■ INPUT ROWS ■
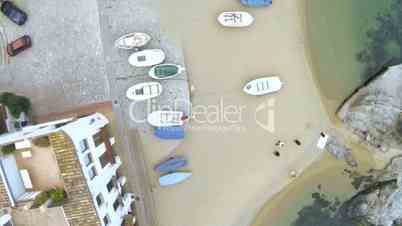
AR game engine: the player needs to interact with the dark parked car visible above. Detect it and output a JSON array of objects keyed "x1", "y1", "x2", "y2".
[
  {"x1": 7, "y1": 35, "x2": 32, "y2": 56},
  {"x1": 0, "y1": 1, "x2": 28, "y2": 25}
]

■ WORK REQUIRED ■
Output each line of the listing above verbatim, omitting the picture.

■ FULL RESPONSE ■
AR game engine: the player needs to interact with the dark parked car visible above. Detect it and output a JSON array of objects keyed "x1", "y1", "x2", "y2".
[
  {"x1": 7, "y1": 35, "x2": 32, "y2": 56},
  {"x1": 0, "y1": 1, "x2": 28, "y2": 25}
]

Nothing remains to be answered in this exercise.